*** Data ***

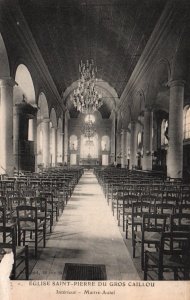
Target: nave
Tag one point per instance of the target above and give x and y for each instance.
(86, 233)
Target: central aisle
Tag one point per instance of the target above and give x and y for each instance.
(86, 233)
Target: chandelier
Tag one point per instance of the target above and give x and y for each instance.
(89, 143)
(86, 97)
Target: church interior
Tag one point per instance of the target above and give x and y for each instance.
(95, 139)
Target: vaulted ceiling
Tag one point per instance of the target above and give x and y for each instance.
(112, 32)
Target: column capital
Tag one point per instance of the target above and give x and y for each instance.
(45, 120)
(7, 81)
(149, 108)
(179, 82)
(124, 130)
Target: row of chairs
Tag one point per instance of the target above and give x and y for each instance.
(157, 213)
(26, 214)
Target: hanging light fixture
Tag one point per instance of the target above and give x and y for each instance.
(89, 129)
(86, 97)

***
*** Data ***

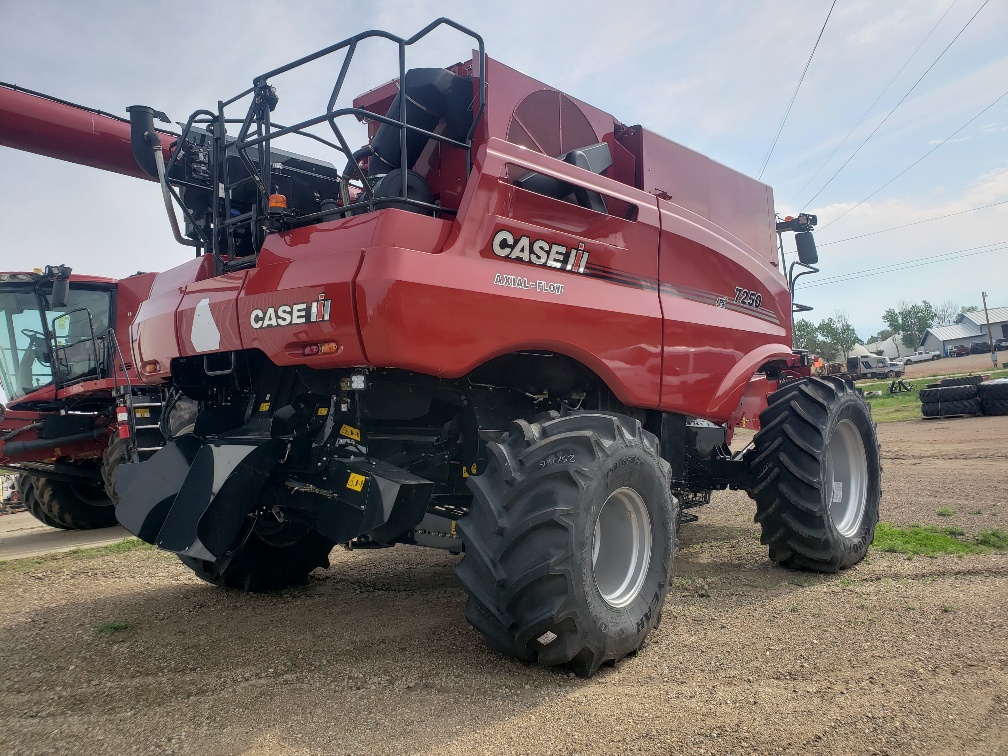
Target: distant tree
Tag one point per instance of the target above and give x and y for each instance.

***

Among the lines above, repeat exactly those from the line with "Target: nave" to the line with "Target: row of chairs", counting both ends.

Target: nave
Tag one point per instance of the target above and give x and y for each instance.
(86, 233)
Target: central aisle
Tag one point per instance of the target above and give x and y for each instance.
(86, 233)
Target: chandelier
Tag one point per instance of the target above and give x and y for each instance.
(89, 143)
(86, 97)
Target: church interior
Tag one point per instance of the target above and give x and y for each instance.
(95, 139)
Target: vaulted ceiling
Tag one point per instance of the target above and give x and y for each instance.
(112, 32)
Target: column capital
Tag one point per instance of the target above and give x and y for each instance.
(45, 120)
(7, 81)
(149, 108)
(179, 82)
(124, 130)
Target: row of chairs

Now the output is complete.